**AUFGABENSTELLUNG:** Drucken Sie aus dem Text über den Günnemann-Kotten die Stelle von „Wie alt ist“ bis einschließlich „keine Begeisterungsstürme ausgelöst.“ unverändert ab.

Wie alt ist der Günnemann-Kotten in Rüdinghausen denn nun wirklich? In der Inschrift auf dem Torbogen steht die Jahreszahl 1788. Schriftliche Quellen sprechen aber davon, dass die Hofstelle bereits 1668 gegründet worden ist. Aber hat der kurfürstliche Rat Johan Friderich von Omphal das Haus tatsächlich für eines seiner zwölf Kinder gebaut? Um das herauszufinden, sind jetzt Bauforscher vom Landschaftsverband Westfalen-Lippe dem alten Gebäude zu Leibe gerückt. Und ihre Erkenntnisse haben bei den Rettern des Kottens keine Begeisterungsstürme ausgelöst.

**BEREITGESTELLTE DATEN:**
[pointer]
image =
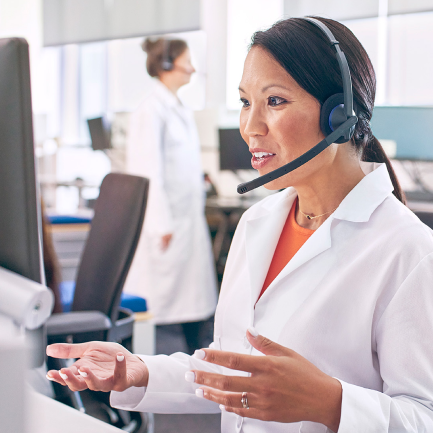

**SCHRIFTLICHE ANTWORT:**
Wie alt ist der Günnemann-Kotten in Rüdinghausen denn nun wirklich? In der Inschrift auf dem Torbogen steht die Jahreszahl 1788. Schriftliche Quellen sprechen aber davon, dass die Hofstelle bereits 1668 gegründet worden ist. Aber hat der kurfürstliche Rat Johan Friderich von Omphal das Haus tatsächlich für eines seiner zwölf Kinder gebaut? Um das herauszufinden, sind jetzt Bauforscher vom Landschaftsverband Westfalen-Lippe dem alten Gebäude zu Leibe gerückt. Und ihre Erkenntnisse haben bei den Rettern des Kottens keine Begeisterungsstürme ausgelöst.